** Opening EXERCISE INPUTS block **
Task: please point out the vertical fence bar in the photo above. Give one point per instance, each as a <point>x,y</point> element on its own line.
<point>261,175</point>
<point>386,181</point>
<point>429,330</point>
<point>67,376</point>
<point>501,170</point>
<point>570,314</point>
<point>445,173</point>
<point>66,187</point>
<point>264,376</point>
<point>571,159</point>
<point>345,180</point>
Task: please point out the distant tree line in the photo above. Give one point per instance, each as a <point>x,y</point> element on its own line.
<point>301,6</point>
** Closing EXERCISE INPUTS block **
** Opening EXERCISE INPUTS block **
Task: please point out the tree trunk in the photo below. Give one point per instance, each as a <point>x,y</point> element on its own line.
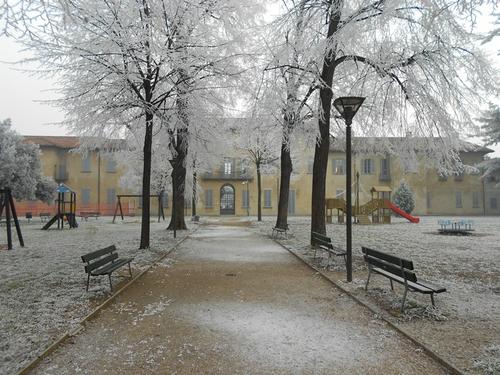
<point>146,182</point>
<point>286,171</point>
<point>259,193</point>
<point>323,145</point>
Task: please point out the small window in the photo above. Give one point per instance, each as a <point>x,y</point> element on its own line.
** Closing EXERCISE INPUTS block **
** Opening EXERCISE INPUTS block **
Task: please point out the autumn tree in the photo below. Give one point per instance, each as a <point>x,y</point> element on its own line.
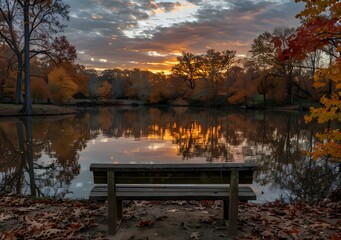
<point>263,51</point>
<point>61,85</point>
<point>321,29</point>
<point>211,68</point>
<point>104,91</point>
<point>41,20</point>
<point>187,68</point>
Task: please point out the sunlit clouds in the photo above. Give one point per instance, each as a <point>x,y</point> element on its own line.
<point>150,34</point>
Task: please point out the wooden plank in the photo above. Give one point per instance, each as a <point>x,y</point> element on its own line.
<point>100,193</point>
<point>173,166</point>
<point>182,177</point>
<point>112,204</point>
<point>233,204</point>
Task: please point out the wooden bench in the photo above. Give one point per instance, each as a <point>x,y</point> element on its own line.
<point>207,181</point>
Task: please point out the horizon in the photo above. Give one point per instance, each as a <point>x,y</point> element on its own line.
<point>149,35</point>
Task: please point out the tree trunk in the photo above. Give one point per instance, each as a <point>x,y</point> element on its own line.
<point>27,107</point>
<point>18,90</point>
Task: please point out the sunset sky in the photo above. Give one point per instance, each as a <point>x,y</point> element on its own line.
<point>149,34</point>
** Closing EXERCISE INPUTS block **
TASK:
Leave out every picture, and copy exactly the lines above starting at the one holding "Task: please point out the tree trunk in the photo below." and ending at the one holding "Task: please point out the small", no more and no less.

WRITTEN SOLUTION:
Task: please point out the tree trunk in the photo below. Give one point per instance, each as a <point>x,y</point> element on its own line.
<point>146,182</point>
<point>286,171</point>
<point>259,193</point>
<point>323,145</point>
Task: please point out the small window in the photo above. Give one point per instance, each as a <point>x,y</point> element on its own line.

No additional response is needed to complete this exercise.